● **What to produce**
Write out the data word for word and omit every picture.

● **Information provided**
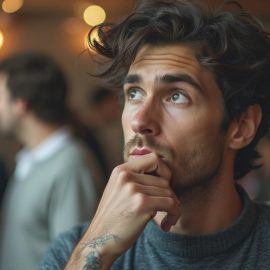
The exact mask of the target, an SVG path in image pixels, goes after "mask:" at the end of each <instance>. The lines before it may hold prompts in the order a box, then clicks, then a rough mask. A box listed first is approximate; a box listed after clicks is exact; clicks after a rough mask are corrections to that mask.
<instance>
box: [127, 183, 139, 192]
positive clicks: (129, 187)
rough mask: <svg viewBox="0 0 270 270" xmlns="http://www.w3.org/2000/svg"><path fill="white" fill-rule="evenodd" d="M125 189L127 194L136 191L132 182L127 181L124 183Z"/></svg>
mask: <svg viewBox="0 0 270 270" xmlns="http://www.w3.org/2000/svg"><path fill="white" fill-rule="evenodd" d="M126 190H127V192H128V194H130V195H132V194H134V193H136V191H137V188H136V186H135V184H134V183H132V182H129V183H127V184H126Z"/></svg>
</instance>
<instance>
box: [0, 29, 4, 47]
mask: <svg viewBox="0 0 270 270" xmlns="http://www.w3.org/2000/svg"><path fill="white" fill-rule="evenodd" d="M3 45H4V34H3V33H2V31H0V49H1V48H2V47H3Z"/></svg>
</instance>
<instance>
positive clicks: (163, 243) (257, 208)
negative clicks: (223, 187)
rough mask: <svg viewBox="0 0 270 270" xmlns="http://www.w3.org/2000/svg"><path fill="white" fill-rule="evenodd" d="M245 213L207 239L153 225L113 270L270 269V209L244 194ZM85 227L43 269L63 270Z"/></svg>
mask: <svg viewBox="0 0 270 270" xmlns="http://www.w3.org/2000/svg"><path fill="white" fill-rule="evenodd" d="M239 192H240V195H241V198H242V201H243V210H242V212H241V215H240V216H239V217H238V219H237V220H236V221H235V222H234V223H233V224H232V225H231V226H230V227H228V228H227V229H225V230H224V231H221V232H219V233H217V234H213V235H207V236H185V235H179V234H174V233H166V232H163V231H161V230H160V228H159V227H158V226H157V225H156V224H155V223H154V222H149V224H148V225H147V226H146V228H145V230H144V232H143V233H142V235H141V236H140V238H139V239H138V240H137V242H136V243H135V244H134V245H133V246H132V247H131V248H130V249H129V250H128V251H127V252H126V253H125V254H123V255H122V256H121V257H119V258H118V259H117V260H116V261H115V263H114V264H113V266H112V269H113V270H131V269H136V270H137V269H138V270H144V269H145V270H159V269H160V270H165V269H184V270H191V269H192V270H195V269H196V270H205V269H208V270H210V269H211V270H240V269H241V270H253V269H256V270H267V269H268V270H269V269H270V207H269V206H264V205H260V204H256V203H254V202H251V201H250V200H249V198H248V196H247V195H246V193H245V192H244V191H243V190H240V191H239ZM86 228H87V226H86V225H85V226H81V227H77V228H74V229H73V230H72V231H70V232H68V233H66V234H63V235H62V236H61V237H60V238H58V239H57V240H56V241H55V242H54V243H52V245H51V247H50V249H49V250H48V251H47V253H46V254H45V257H44V259H43V262H42V264H41V266H40V268H39V269H40V270H45V269H47V270H48V269H49V270H56V269H64V266H65V264H66V262H67V260H68V257H69V255H70V253H71V252H72V249H73V248H74V246H75V245H76V243H77V242H78V241H79V239H80V237H81V236H82V234H83V232H84V231H85V230H86Z"/></svg>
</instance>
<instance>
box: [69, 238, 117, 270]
mask: <svg viewBox="0 0 270 270" xmlns="http://www.w3.org/2000/svg"><path fill="white" fill-rule="evenodd" d="M117 242H119V238H118V237H117V236H115V235H112V234H109V235H104V236H99V237H96V238H93V239H90V240H89V238H88V237H87V234H86V235H85V236H84V237H83V238H82V240H81V241H80V242H79V244H78V245H77V247H76V248H75V250H74V252H73V253H72V255H71V257H70V259H69V262H68V264H67V266H66V267H65V270H75V269H76V270H107V269H110V267H111V265H112V264H113V262H114V260H115V259H116V258H117V256H116V255H115V254H114V252H113V250H114V249H113V246H114V245H115V244H117Z"/></svg>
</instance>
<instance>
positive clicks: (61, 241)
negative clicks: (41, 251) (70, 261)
mask: <svg viewBox="0 0 270 270" xmlns="http://www.w3.org/2000/svg"><path fill="white" fill-rule="evenodd" d="M87 226H88V224H82V225H79V226H76V227H74V228H72V229H71V230H69V231H67V232H64V233H61V234H60V235H59V236H58V237H57V238H56V239H55V240H54V241H53V242H52V243H51V244H50V246H49V248H48V249H47V251H46V253H45V255H44V257H43V260H42V262H41V264H40V267H39V270H56V269H64V267H65V265H66V264H67V261H68V259H69V257H70V254H71V253H72V251H73V249H74V248H75V246H76V245H77V243H78V242H79V240H80V239H81V237H82V235H83V234H84V232H85V231H86V229H87Z"/></svg>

● **Written answer**
The exact mask of the target, an SVG path in image pixels, goes after "mask:" at the end of each <instance>. The lines before it may hold prompts in the order a box, then clicks, then a rough mask. A box listed first is approximate; a box listed after clicks is exact; clicks after a rough mask are corrections to that mask.
<instance>
box: [127, 183, 139, 192]
positive clicks: (129, 187)
rough mask: <svg viewBox="0 0 270 270" xmlns="http://www.w3.org/2000/svg"><path fill="white" fill-rule="evenodd" d="M125 189L127 194L136 191L132 182L127 181L124 183Z"/></svg>
mask: <svg viewBox="0 0 270 270" xmlns="http://www.w3.org/2000/svg"><path fill="white" fill-rule="evenodd" d="M126 190H127V192H128V194H130V195H132V194H134V193H136V191H137V188H136V186H135V184H134V183H132V182H129V183H127V184H126Z"/></svg>
</instance>
<instance>
box: [0, 29, 4, 47]
mask: <svg viewBox="0 0 270 270" xmlns="http://www.w3.org/2000/svg"><path fill="white" fill-rule="evenodd" d="M3 45H4V34H3V33H2V31H0V49H1V48H2V47H3Z"/></svg>
</instance>
<instance>
positive clicks: (163, 243) (257, 208)
negative clicks: (223, 187)
rough mask: <svg viewBox="0 0 270 270" xmlns="http://www.w3.org/2000/svg"><path fill="white" fill-rule="evenodd" d="M245 213L207 239L153 225L113 270L270 269V209L244 194ZM85 227L43 269L63 270Z"/></svg>
mask: <svg viewBox="0 0 270 270" xmlns="http://www.w3.org/2000/svg"><path fill="white" fill-rule="evenodd" d="M239 192H240V195H241V198H242V201H243V210H242V212H241V215H240V216H239V217H238V219H237V220H236V221H235V222H234V223H233V224H232V225H231V226H230V227H228V228H227V229H225V230H224V231H221V232H219V233H217V234H213V235H207V236H185V235H179V234H174V233H166V232H163V231H161V230H160V228H159V227H158V226H157V225H156V224H155V223H154V222H149V224H148V225H147V226H146V228H145V230H144V232H143V233H142V235H141V236H140V238H139V239H138V240H137V242H136V243H135V244H134V245H133V246H132V247H131V248H130V249H129V250H128V251H127V252H126V253H125V254H123V255H122V256H121V257H119V258H118V259H117V260H116V261H115V263H114V264H113V266H112V269H113V270H131V269H136V270H137V269H138V270H144V269H145V270H159V269H160V270H165V269H184V270H191V269H192V270H195V269H196V270H205V269H208V270H210V269H211V270H240V269H241V270H253V269H256V270H267V269H268V270H269V269H270V207H269V206H264V205H260V204H256V203H254V202H251V201H250V200H249V198H248V196H247V195H246V193H245V192H244V191H243V190H240V191H239ZM86 228H87V226H86V225H85V226H81V227H77V228H74V229H73V230H72V231H70V232H68V233H66V234H63V235H62V236H61V237H60V238H58V239H57V240H56V241H55V242H54V243H52V245H51V247H50V249H49V250H48V251H47V253H46V254H45V257H44V259H43V262H42V264H41V266H40V268H39V269H40V270H45V269H47V270H48V269H49V270H56V269H64V266H65V264H66V262H67V260H68V257H69V255H70V253H71V252H72V249H73V248H74V246H75V245H76V243H77V242H78V241H79V239H80V237H81V236H82V234H83V232H84V231H85V230H86Z"/></svg>
</instance>
<instance>
box: [69, 238, 117, 270]
mask: <svg viewBox="0 0 270 270" xmlns="http://www.w3.org/2000/svg"><path fill="white" fill-rule="evenodd" d="M117 242H119V238H118V237H117V236H115V235H112V234H109V235H104V236H99V237H96V238H93V239H90V240H89V238H88V237H87V234H86V235H85V236H84V237H83V238H82V240H81V241H80V242H79V244H78V245H77V247H76V248H75V250H74V252H73V253H72V255H71V257H70V259H69V262H68V264H67V266H66V267H65V270H75V269H76V270H107V269H110V267H111V265H112V264H113V262H114V260H115V259H116V258H117V256H116V255H115V254H114V252H113V250H114V249H113V246H114V245H115V244H117Z"/></svg>
</instance>
<instance>
positive clicks: (61, 241)
negative clicks: (41, 251) (70, 261)
mask: <svg viewBox="0 0 270 270" xmlns="http://www.w3.org/2000/svg"><path fill="white" fill-rule="evenodd" d="M87 226H88V224H82V225H79V226H76V227H74V228H72V229H71V230H69V231H67V232H64V233H61V234H60V235H59V236H58V237H57V238H56V239H55V240H54V241H53V242H52V243H51V244H50V246H49V248H48V249H47V251H46V253H45V255H44V257H43V260H42V262H41V264H40V267H39V270H56V269H64V267H65V265H66V264H67V261H68V259H69V257H70V254H71V253H72V251H73V249H74V248H75V246H76V245H77V243H78V242H79V240H80V239H81V237H82V235H83V234H84V232H85V231H86V229H87Z"/></svg>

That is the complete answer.